[[ Data for processing, beginning ]]

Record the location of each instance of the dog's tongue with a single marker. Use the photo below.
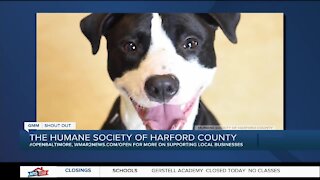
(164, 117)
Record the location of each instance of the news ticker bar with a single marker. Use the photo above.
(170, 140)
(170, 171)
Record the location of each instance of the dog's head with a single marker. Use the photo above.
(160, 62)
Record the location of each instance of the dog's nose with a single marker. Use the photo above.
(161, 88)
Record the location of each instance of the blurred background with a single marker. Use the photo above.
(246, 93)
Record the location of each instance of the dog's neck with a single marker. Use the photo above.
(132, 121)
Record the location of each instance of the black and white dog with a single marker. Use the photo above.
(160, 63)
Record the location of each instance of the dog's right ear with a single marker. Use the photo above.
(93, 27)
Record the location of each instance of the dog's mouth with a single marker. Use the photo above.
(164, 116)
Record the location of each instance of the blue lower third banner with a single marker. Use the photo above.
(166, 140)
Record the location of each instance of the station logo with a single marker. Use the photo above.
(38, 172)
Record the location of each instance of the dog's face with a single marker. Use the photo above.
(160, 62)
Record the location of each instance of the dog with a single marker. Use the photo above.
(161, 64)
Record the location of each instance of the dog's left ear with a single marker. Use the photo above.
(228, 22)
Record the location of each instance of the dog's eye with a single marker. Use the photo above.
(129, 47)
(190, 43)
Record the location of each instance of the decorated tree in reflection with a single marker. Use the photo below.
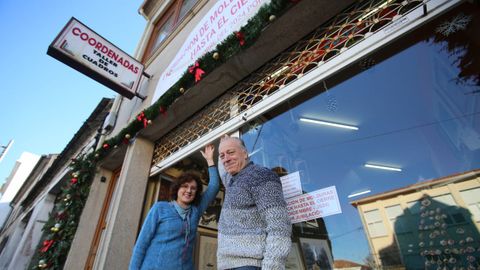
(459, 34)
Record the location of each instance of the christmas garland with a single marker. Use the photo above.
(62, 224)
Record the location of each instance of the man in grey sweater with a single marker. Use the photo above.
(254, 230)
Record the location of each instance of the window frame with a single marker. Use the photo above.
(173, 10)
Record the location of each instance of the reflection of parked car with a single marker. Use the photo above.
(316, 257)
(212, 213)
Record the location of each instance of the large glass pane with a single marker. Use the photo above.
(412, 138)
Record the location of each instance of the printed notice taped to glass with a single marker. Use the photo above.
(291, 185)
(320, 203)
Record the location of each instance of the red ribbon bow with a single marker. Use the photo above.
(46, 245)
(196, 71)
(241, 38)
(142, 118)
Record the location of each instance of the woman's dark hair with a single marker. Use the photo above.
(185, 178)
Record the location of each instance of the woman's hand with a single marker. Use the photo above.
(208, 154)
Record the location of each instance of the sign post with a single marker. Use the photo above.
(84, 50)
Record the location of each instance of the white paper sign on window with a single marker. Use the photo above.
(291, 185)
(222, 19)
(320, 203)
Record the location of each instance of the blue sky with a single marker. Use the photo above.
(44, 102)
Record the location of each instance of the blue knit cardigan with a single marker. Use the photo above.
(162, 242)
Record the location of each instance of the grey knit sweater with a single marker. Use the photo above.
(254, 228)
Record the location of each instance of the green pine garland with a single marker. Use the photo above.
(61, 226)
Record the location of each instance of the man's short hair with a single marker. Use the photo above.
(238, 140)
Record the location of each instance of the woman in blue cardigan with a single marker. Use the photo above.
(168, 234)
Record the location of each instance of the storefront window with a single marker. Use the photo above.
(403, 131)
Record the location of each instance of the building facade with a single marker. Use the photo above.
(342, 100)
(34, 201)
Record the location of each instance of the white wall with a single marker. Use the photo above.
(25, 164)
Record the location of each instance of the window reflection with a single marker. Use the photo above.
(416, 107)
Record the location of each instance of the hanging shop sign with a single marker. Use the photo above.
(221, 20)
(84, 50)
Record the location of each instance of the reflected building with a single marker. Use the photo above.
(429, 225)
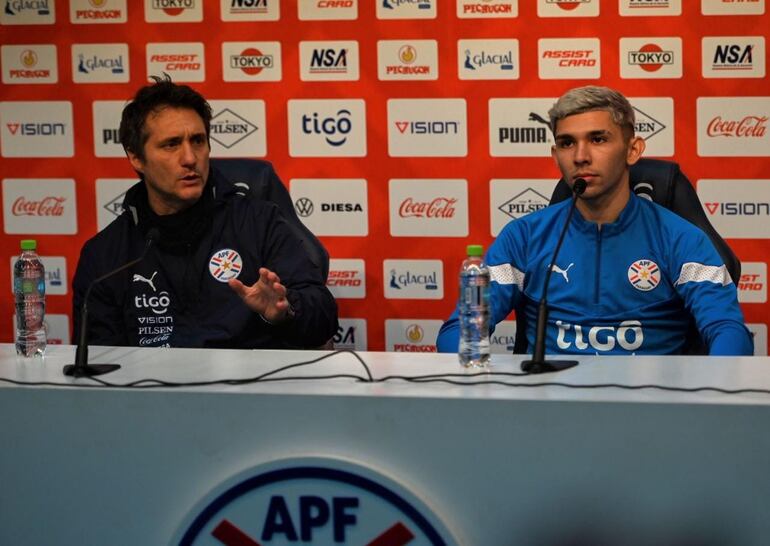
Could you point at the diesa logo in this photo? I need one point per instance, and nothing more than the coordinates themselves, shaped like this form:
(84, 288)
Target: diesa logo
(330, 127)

[[ Data for processing, end ]]

Action item
What you return must be every entry, word for word, without any pictures.

Worked solution
Record the location of each instance of the dog's tongue with a single marker. Use the photo below.
(164, 117)
Record the location of each instance of the news ticker bar with a single marker. Use the photo above.
(170, 140)
(170, 171)
Record the location of each instance of the dog's head with a single marker. Use the photo above.
(160, 62)
Record the location of each instance of the dog's nose with a single marker. Use the photo above.
(161, 88)
Record the location of each instance of the blurred background with a single marker. Use the photo above.
(246, 93)
Record the location of each instance of the dog's neck with a single marker. Use the photo above.
(132, 121)
Record the location of each instance of the black and white dog with a single marker. Use the photo above.
(160, 63)
Record the location of each instance of the dog's right ear with a single marker. Use the photo above.
(93, 27)
Record the location of each instance of the dog's mouth with a single marker. Use the photo above.
(164, 116)
Record the location of each instance of the blue lower third banner with a single marker. Use the photo above.
(166, 140)
Record the location of each instance of the station logo with a single marker. Use the photo above.
(38, 172)
Record the location of each instance of the dog's face with a single marker. Use the photo above.
(160, 62)
Record the location of each instance of the dog with a single marker. Use the photo above.
(161, 64)
Record the location of each instance of the dog's left ear with a single marker. Use the photo above.
(228, 22)
Record the location of each instance of the dog's eye with a single marker. Use the photo above.
(129, 47)
(190, 43)
Record the location of each instance of the decorated tree in reflection with a single marker. Use the photo below.
(459, 34)
Record the location of each instance of the christmas garland with a single marker. Use the photo above.
(62, 224)
Record the location of each instance of the man in grey sweater with a single marker. Use the photo above.
(254, 230)
Record the location of each instance of the window frame with a single marker. Use the photo above.
(173, 10)
Record the location of each instance of the reflection of parked car with a single marker. Use the photo above.
(316, 257)
(212, 213)
Record the location of each instance of the large glass pane with a single marker. Use the photo above.
(412, 138)
Record the location of each instance of the printed notice taped to glass with a single marker. Use the photo above.
(291, 185)
(320, 203)
Record the location of each instance of the red ribbon bow with a single marker. Use the photo above.
(46, 245)
(196, 71)
(241, 38)
(142, 118)
Record the location of each instance of the woman's dark hair with a single marker. Use the photo above.
(185, 178)
Record the location of each instance of the woman's hand with a single marker. Use the photo above.
(208, 154)
Record the location of each instance of the sign post with a single marker. Use the photo above.
(84, 50)
Record the location of each instance of the white paper sign on window with a single marker. Use the photo above.
(291, 185)
(222, 19)
(320, 203)
Record the location of each instance of the blue sky with a single marker. Use the photo above.
(44, 102)
Record the location of each instance of the blue knit cardigan with a single marker. Use the photo above.
(162, 242)
Record the location of each instance of the grey knit sweater with a single marker. Use the photo above.
(254, 228)
Record the location of each instance of the green pine garland with a single marker. Use the photo above.
(61, 226)
Record the location of each instance of the man's short hair with a single marker. Use the photo above.
(238, 140)
Record the location of each instance of the woman in blue cardigan with a single marker. Use the photo above.
(168, 234)
Record the location of each instance of the storefront window with a single marker. Use the photo above.
(403, 131)
Record the location of each instance of the building facade with a single marker. Use the photo above.
(342, 100)
(34, 201)
Record the location of each instance of the white wall with a single marker. Use the photo above.
(25, 164)
Record the location of each instance of the window reflection with a single marker. Use the photo above.
(416, 107)
Record the location of each instance of the hanging shop sign with a single marker. Use the photo above.
(221, 20)
(84, 50)
Record the location of each instance of the reflected building with a single marker. Use the photo above.
(429, 225)
Could you point at the diesa logo in this photo? I need one point per instance, and nothing more than the coordinates themselves, shaped like this form:
(84, 288)
Target: diesa logo
(330, 127)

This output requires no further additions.